PROVIDED ENTRIES:
%%

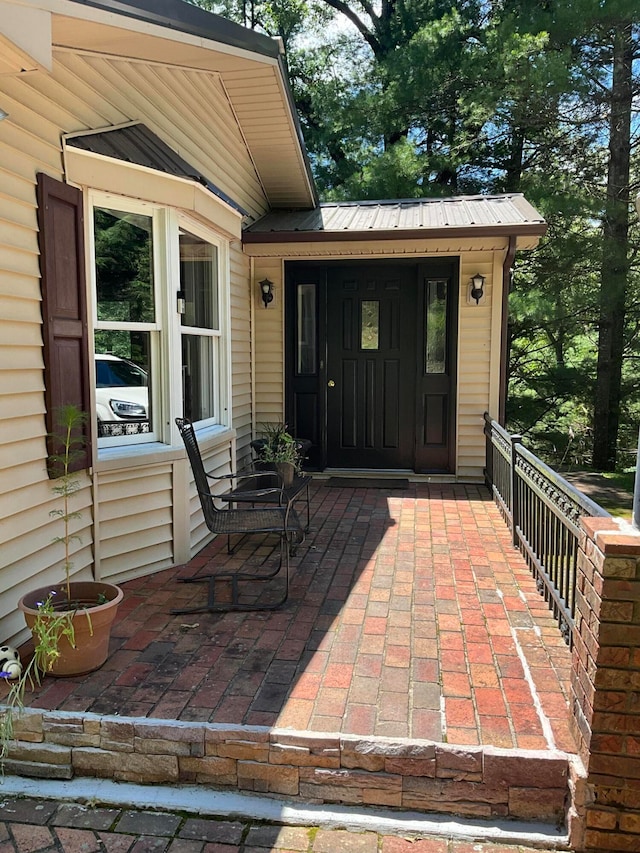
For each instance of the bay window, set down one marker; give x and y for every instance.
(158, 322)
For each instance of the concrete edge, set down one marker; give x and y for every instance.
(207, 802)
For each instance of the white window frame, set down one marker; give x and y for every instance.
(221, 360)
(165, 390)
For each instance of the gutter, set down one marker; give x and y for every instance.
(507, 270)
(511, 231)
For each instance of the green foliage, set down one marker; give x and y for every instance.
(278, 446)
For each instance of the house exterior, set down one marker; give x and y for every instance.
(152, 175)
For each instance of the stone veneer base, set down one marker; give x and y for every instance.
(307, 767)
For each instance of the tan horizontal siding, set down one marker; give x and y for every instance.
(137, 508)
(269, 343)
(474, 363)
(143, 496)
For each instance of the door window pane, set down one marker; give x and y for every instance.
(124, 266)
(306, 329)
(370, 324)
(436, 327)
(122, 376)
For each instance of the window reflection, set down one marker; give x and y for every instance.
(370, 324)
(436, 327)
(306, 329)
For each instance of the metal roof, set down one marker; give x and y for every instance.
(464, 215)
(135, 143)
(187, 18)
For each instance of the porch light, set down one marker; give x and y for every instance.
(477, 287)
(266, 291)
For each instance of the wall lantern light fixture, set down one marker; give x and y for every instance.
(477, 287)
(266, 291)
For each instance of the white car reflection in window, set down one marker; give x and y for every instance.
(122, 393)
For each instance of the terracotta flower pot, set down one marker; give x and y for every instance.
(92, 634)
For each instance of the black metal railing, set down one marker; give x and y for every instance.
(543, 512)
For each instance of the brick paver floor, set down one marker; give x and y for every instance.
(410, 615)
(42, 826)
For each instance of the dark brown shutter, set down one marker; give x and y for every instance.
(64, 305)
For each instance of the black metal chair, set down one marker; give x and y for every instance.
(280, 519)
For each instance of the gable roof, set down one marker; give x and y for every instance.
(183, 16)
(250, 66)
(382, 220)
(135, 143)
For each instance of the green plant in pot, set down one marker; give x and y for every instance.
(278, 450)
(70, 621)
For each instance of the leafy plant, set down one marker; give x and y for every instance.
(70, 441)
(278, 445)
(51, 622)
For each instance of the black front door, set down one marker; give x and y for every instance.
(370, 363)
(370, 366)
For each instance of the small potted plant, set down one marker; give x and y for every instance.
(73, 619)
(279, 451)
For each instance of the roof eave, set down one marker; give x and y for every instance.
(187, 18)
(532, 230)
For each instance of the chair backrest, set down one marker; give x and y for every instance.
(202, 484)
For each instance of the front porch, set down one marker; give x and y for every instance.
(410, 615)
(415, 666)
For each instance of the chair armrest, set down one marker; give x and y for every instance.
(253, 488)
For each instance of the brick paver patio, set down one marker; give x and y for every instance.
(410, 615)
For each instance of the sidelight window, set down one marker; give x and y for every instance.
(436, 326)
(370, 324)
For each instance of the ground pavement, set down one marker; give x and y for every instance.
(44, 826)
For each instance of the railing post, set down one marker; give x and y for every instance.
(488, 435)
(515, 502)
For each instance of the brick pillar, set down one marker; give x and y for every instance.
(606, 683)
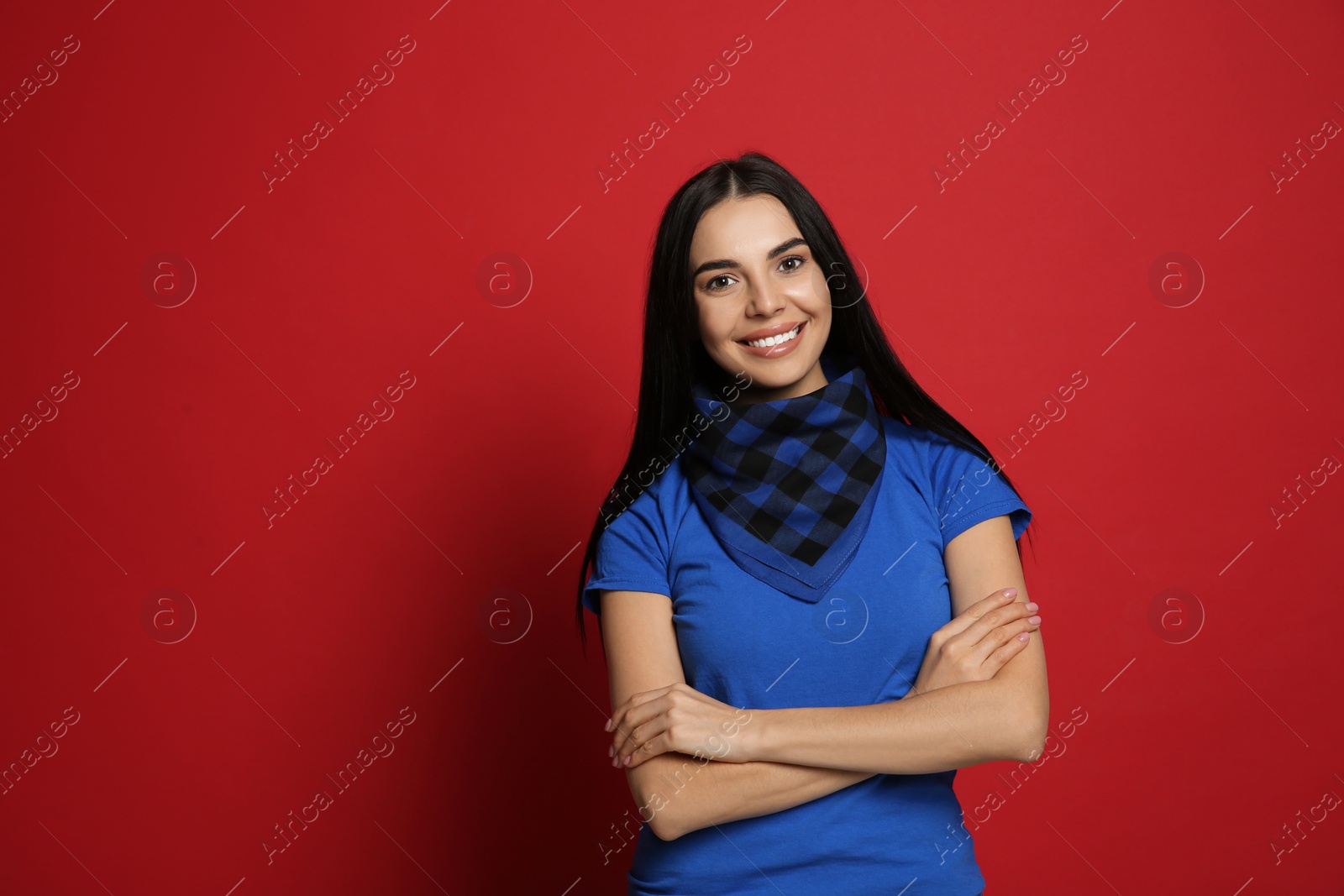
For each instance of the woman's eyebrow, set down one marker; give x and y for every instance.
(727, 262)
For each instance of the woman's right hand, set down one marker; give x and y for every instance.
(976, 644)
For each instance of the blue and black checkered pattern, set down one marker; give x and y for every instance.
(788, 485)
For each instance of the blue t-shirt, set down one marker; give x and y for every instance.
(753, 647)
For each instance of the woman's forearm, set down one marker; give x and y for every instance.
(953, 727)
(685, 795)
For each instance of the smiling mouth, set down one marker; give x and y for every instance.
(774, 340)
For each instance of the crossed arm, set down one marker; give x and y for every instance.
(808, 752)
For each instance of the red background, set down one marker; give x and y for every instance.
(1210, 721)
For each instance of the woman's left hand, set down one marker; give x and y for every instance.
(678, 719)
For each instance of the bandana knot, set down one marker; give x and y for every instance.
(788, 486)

%%

EXERCISE REQUIREMENTS:
Copy out the records above in full, exactly as written, but not the pictures.

REPLY TO THE EXERCISE:
For each instance of the bay window, set down one marker; give x and y for every instance.
(158, 322)
For each instance of the concrete edge, set down one marker; give x and y for every instance.
(207, 802)
For each instance of the white window frame, set down one marker; give x and y for every instance.
(221, 360)
(165, 390)
For each instance of the gutter, set down one marker; give x and y for every instance.
(507, 270)
(511, 231)
For each instance of the green foliage, set down one marker; give x and y for every instance.
(278, 446)
For each instance of the house exterior, set down one marker; give x and y for every instance.
(152, 175)
For each instance of the stone veneer base, set down one marker; give x and y for every instance.
(307, 767)
For each instance of the tan horizontal siding, set down one marker; give x and y for every instance.
(137, 508)
(269, 343)
(474, 363)
(143, 496)
For each instance of the door window pane, set down one marker; give x and y for every instance.
(124, 266)
(306, 329)
(370, 324)
(436, 327)
(122, 376)
For each instance of the window reflection, set down one marker; give x and y for every instance.
(370, 324)
(436, 327)
(306, 329)
For each instance of the metal roof, set down one marker; give x and y for every instance.
(464, 215)
(135, 143)
(187, 18)
For each instance of the porch light, set down one marker; give x and y for every instance.
(477, 287)
(266, 291)
For each instance of the wall lantern light fixture, set down one marker; give x and y for every instance.
(477, 287)
(266, 291)
For each instance of the white car reflection in window, set down one marker; give x and y for every instance.
(122, 393)
For each instance of the terracotta flower pot, set down one marker; give x and y for every instance.
(92, 634)
For each instance of the black metal railing, set down one marker; give x and y for every instance.
(543, 512)
For each instance of the brick paver floor, set down one marker; give x and y for every instance.
(410, 615)
(42, 826)
For each instance of the dark brown shutter, set down one marker; give x and y for every instance.
(64, 305)
For each instance of the black metal chair, set down one marker; give x and y for every instance.
(280, 519)
For each instance of the gable roof, set down one marker; give x and y for every instance.
(183, 16)
(250, 66)
(382, 220)
(135, 143)
For each instance of the green plant in pot, set down one marker; give x and y for every instance.
(278, 450)
(70, 621)
For each instance of the leafy plant, set down one marker; give x and y for every instance.
(70, 441)
(278, 445)
(51, 622)
For each instance of the black front door, set down one marker; give x and y for every instance.
(370, 363)
(370, 366)
For each instance of the small potted plant, set down one marker; give x and y for every instance.
(73, 619)
(279, 451)
For each instance of the roof eave, set down one marker; give x and y for every instance.
(187, 18)
(532, 230)
For each instance of the chair backrest, set down one marker; give x and y for every instance.
(202, 484)
For each instance of the front porch, set down one marker; give x and y for every instance.
(410, 615)
(415, 666)
For each instance of the chair armrest, set down one marker; give x and y for every instance.
(253, 488)
For each instance of the brick paver patio, set down one marker; give x and y for every instance.
(410, 615)
For each instance of the sidelight window, set down one marker; give x and y for every instance.
(436, 326)
(370, 324)
For each instance of the ground pavement, set down one marker; give x and y for every instance.
(44, 826)
For each instance of the railing post, set down one marker; give x and y for every instance.
(488, 435)
(515, 502)
For each instance of the brick pillar, set down one marker; give x and y for every instance.
(606, 683)
For each instance of the woman's eyebrow, set down one marker; give x and y for every instance.
(727, 262)
For each instance of the woman's right hand, set down one marker; give x and y for every instance.
(976, 644)
For each instance of the blue and black checkered pattern, set down one marker; give x and y for every instance.
(788, 485)
For each instance of the blue t-shirt, set down one marker; give x and y for every instance.
(753, 647)
For each instance of the woman's forearm, set down one marker; give x and y for every instance.
(953, 727)
(685, 795)
For each instance of the smiling mouth, set down one marker; give x and y for every instance.
(774, 340)
For each instance of the crossed arm, set down one marker; give x and y for every instance.
(808, 752)
For each instance of the red background, set down one marker; give x and y for every instance.
(1210, 721)
For each instance of the woman's left hand, set down one marker; give x and y for every instance.
(678, 719)
For each instance of the bandana knot, set down one marker; give x and y for every instance.
(788, 486)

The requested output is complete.